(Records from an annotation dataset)

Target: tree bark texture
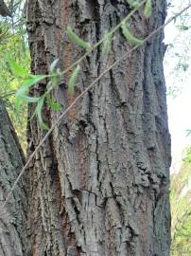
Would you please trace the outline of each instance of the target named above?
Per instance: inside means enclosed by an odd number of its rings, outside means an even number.
[[[144,38],[164,24],[166,3],[152,1],[130,19]],[[95,44],[130,12],[125,0],[28,0],[31,70],[45,74],[60,59],[63,70],[84,49],[68,38],[68,24]],[[170,247],[169,166],[164,31],[102,78],[55,129],[28,170],[31,255],[165,256]],[[90,82],[131,46],[120,30],[109,56],[97,47],[80,64],[75,94],[68,72],[53,92],[61,112],[43,108],[51,126]],[[46,81],[30,93],[40,96]],[[28,116],[34,106],[29,106]],[[28,155],[45,132],[28,122]]]
[[[24,154],[17,136],[0,100],[0,205],[21,172]],[[26,235],[26,179],[22,178],[6,208],[0,213],[0,255],[25,256],[27,250]]]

=== The exercise ===
Reproduce every line of the listing above without changing anything, and leave the pictures out.

=== Output for this task ===
Target: tree bark texture
Would you please trace the outline of each instance of the target named above?
Per instance: inside means enclosed by an odd number of its rings, outside means an even number.
[[[144,38],[164,24],[166,3],[152,1],[130,19]],[[95,44],[130,12],[125,0],[28,0],[31,70],[45,74],[60,59],[63,70],[84,49],[68,38],[68,24]],[[170,247],[169,166],[164,31],[102,78],[55,129],[28,170],[31,255],[165,256]],[[90,82],[131,46],[120,30],[109,56],[97,47],[80,64],[75,94],[68,72],[53,92],[61,112],[43,108],[51,126]],[[46,81],[30,93],[40,96]],[[28,116],[34,106],[29,106]],[[28,155],[45,132],[28,122]]]
[[[24,154],[17,136],[0,100],[0,205],[21,172]],[[26,235],[26,179],[22,178],[6,208],[0,213],[0,255],[25,256],[27,250]]]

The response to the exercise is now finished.